SET EXERCISE =
Exactly as given, write out the lines from the one containing "Where can you spot the car roof" through the end of the listing, with both ends included and nothing else.

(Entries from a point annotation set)
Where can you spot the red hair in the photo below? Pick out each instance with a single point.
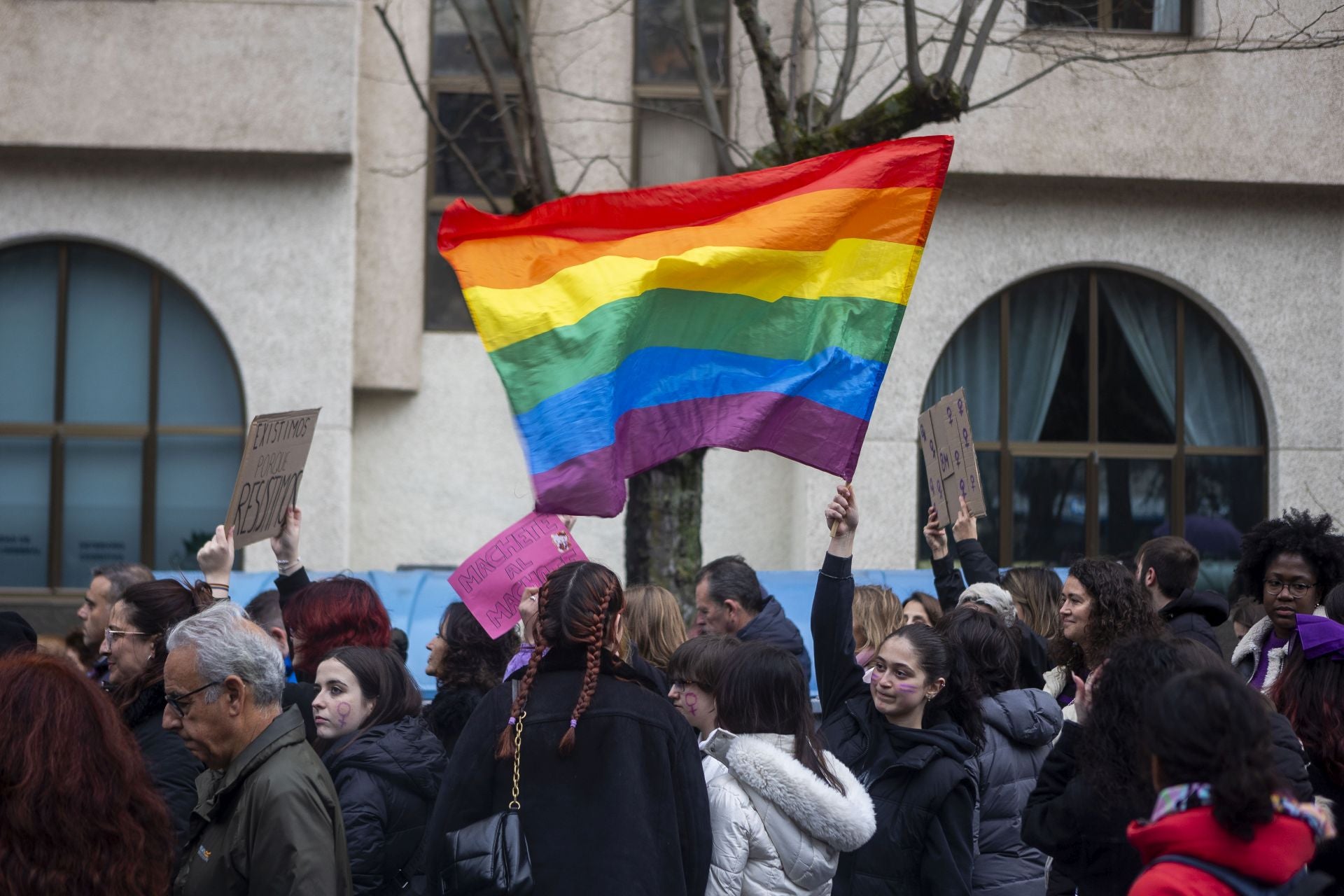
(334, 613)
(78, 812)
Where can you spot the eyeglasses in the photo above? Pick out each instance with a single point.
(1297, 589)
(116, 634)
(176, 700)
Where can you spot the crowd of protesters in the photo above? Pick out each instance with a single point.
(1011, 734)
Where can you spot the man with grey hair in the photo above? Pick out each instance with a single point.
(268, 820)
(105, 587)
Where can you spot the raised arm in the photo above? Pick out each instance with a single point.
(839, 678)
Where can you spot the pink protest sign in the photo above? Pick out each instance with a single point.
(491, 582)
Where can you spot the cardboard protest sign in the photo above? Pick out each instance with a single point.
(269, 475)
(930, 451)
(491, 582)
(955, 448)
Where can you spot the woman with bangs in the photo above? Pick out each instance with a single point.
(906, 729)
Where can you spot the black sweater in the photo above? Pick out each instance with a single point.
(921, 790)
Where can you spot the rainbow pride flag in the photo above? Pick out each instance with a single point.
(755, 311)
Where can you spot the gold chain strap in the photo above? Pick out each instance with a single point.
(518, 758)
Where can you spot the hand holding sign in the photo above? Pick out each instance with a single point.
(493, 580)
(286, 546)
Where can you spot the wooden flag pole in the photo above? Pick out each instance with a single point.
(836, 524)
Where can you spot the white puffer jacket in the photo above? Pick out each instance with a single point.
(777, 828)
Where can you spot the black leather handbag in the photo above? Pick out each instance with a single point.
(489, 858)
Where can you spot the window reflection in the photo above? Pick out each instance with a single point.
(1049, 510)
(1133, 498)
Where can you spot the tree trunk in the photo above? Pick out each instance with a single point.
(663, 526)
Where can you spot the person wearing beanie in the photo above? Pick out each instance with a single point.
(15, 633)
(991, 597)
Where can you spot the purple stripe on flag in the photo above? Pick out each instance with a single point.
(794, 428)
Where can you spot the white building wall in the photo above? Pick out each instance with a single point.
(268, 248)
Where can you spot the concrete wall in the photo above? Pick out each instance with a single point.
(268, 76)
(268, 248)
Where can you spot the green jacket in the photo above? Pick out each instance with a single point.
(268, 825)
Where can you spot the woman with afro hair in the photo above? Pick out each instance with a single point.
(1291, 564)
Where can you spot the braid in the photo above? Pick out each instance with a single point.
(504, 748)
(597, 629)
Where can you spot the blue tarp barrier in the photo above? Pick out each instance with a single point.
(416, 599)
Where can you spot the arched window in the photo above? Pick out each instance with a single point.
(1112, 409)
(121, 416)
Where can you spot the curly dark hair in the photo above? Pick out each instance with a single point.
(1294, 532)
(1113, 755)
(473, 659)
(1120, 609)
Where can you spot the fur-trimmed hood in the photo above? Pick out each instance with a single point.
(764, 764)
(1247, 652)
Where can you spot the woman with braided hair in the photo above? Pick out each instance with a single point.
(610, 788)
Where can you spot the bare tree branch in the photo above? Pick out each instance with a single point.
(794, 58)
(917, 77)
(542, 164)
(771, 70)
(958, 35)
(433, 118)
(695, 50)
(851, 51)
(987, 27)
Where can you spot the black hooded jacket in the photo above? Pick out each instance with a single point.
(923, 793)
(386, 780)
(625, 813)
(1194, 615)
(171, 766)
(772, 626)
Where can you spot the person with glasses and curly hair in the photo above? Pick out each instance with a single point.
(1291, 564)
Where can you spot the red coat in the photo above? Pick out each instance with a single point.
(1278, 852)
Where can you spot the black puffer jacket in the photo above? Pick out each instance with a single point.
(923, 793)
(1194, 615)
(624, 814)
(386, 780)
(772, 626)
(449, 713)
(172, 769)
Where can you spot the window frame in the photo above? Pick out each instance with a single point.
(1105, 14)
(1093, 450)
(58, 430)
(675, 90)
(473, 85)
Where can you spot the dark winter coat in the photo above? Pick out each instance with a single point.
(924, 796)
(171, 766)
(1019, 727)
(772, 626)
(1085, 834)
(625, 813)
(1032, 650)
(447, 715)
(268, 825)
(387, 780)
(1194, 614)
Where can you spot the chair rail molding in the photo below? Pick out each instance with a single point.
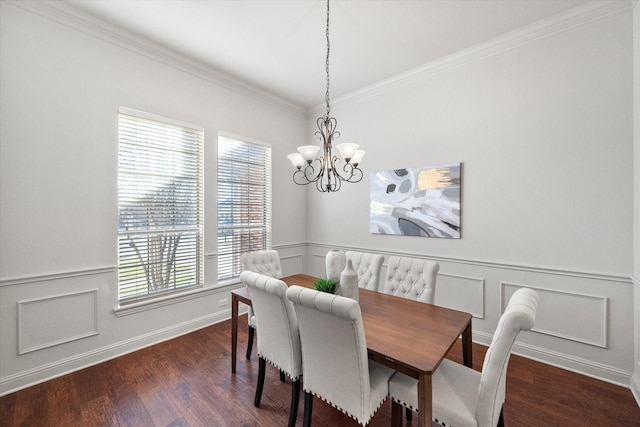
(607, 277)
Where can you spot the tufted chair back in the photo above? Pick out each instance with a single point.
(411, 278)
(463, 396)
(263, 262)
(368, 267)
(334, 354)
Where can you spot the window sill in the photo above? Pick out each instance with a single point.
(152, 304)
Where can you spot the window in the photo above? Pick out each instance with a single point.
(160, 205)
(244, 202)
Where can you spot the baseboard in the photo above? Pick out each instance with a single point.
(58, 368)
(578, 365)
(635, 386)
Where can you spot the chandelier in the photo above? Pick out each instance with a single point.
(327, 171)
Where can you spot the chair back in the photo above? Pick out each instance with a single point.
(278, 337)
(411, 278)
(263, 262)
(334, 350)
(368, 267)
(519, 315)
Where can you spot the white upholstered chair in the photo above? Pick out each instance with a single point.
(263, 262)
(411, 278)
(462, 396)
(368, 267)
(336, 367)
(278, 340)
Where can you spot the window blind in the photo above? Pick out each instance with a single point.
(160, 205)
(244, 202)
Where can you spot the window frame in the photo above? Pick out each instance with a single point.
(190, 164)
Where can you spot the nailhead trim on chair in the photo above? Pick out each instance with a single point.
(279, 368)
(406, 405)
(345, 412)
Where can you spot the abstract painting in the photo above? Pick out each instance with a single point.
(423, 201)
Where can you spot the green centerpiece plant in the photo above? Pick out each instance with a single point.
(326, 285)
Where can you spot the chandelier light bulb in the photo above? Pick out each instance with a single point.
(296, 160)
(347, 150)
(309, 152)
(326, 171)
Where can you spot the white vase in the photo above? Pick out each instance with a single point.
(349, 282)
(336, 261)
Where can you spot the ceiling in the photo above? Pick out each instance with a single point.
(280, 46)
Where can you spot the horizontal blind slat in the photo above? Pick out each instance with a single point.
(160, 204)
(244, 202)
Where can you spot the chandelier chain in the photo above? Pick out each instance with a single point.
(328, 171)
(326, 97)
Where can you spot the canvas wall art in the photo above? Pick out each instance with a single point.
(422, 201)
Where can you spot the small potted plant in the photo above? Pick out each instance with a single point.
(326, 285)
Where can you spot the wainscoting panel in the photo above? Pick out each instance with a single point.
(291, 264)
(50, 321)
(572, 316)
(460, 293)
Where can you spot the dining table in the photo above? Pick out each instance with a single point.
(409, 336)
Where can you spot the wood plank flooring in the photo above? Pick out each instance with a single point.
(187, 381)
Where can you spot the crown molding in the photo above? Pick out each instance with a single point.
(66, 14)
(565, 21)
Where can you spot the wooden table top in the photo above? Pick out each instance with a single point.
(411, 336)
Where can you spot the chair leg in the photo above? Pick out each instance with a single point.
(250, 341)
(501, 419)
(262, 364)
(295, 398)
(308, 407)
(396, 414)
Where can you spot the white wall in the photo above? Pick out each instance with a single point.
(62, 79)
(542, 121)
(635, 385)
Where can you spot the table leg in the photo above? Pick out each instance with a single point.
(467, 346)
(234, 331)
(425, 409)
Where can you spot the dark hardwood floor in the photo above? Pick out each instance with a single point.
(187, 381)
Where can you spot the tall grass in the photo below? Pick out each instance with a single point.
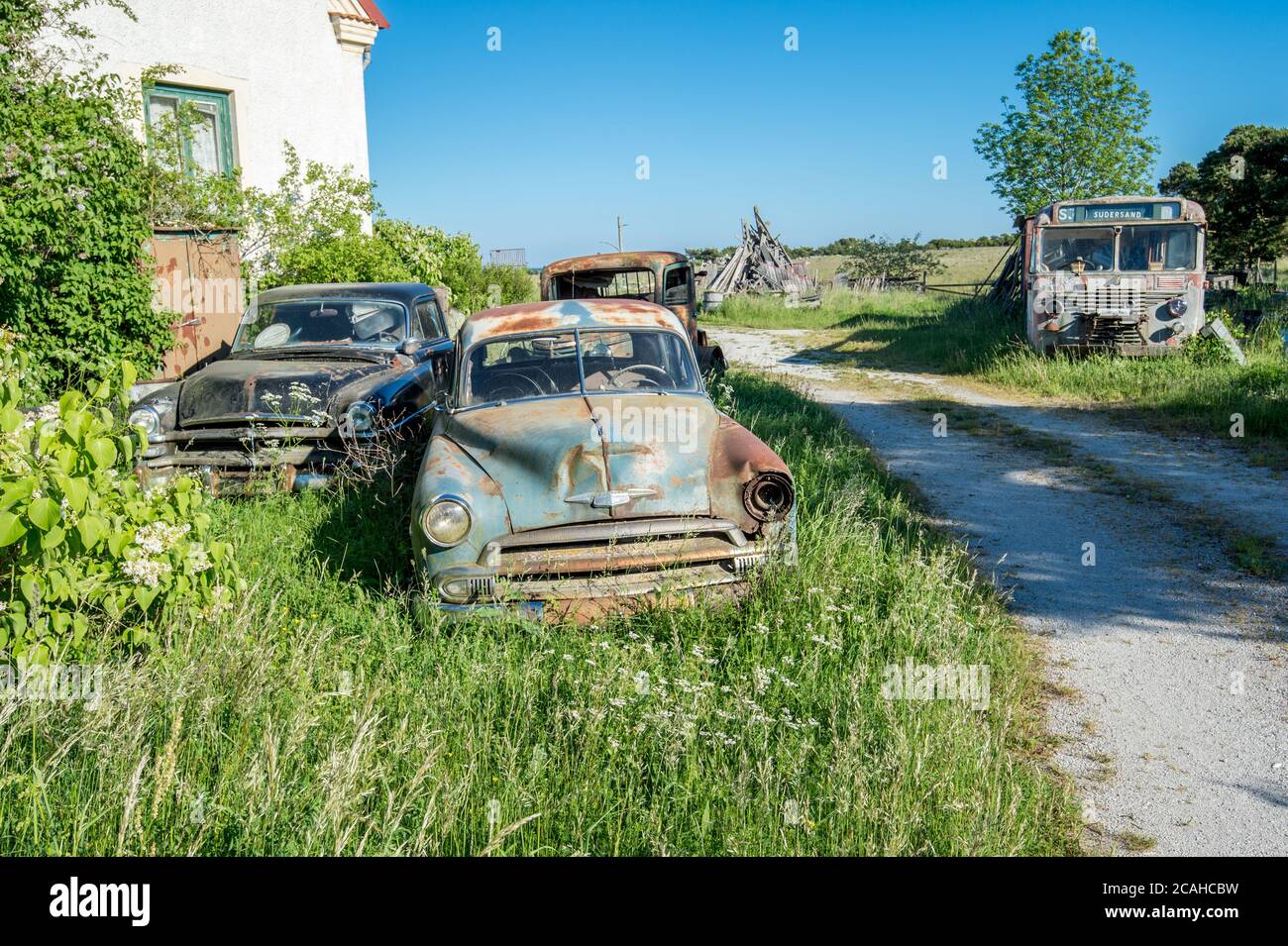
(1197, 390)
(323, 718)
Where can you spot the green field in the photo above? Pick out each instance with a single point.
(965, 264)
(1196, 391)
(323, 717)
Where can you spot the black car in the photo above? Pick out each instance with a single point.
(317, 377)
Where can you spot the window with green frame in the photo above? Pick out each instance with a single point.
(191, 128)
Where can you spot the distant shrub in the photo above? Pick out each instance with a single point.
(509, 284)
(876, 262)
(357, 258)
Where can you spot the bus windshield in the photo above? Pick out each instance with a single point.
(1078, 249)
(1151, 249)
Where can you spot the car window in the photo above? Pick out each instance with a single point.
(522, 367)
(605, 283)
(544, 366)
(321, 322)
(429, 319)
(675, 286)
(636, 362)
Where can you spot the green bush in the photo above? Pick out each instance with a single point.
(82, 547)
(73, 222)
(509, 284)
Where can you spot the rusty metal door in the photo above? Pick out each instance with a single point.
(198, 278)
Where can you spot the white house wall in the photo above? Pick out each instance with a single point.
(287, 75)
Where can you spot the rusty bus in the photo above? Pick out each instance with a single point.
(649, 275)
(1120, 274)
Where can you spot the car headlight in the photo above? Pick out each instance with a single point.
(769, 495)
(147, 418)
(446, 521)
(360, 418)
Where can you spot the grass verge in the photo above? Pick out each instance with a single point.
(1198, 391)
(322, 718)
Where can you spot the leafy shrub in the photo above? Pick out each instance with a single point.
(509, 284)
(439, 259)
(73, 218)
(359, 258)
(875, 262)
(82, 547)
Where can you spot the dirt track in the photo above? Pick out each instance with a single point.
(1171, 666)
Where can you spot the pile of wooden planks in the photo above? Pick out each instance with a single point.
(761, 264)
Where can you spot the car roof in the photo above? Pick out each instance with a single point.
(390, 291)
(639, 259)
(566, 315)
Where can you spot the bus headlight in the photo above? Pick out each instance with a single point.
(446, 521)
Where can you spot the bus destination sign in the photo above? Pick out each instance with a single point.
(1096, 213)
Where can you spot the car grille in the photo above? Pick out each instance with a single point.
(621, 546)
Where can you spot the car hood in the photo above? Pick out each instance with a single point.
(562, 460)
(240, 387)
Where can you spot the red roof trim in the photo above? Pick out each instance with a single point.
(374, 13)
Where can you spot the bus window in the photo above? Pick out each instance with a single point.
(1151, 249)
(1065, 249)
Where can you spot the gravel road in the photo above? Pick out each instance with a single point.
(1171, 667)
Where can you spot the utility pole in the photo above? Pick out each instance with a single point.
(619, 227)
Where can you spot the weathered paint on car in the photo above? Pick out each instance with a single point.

SOLUTION FOR THIS TASK =
Where can you spot the car roof in the photo above? Pick out each instance with a single point.
(390, 291)
(639, 259)
(566, 315)
Where can you spot the bus headlight in the photo above? Pick out each instance with a single point.
(446, 521)
Where can you spot the bus destination sign in the photo above? Pick out each instance with a single point.
(1096, 213)
Where can you spot the car grille in the photo above? Pick out each instance with a single point.
(621, 546)
Where can you spot the car hood in the photo above? Pick out each instance with a single point.
(562, 460)
(240, 387)
Where can you spot the red roof trim in the photo above? Pick out each instance with a single point.
(374, 13)
Where can you spot the bus window in the photo above? Pick out each instance with a single point.
(1151, 249)
(1065, 249)
Where can you spot the gravel road in the photo above? Pick out each instance with a single point.
(1171, 667)
Where can you spot the utility pole in the photo above? Pick out each instance with a single point.
(619, 227)
Where can you spot the weathered paint on car in the photo above? Pick out each instance with a single point.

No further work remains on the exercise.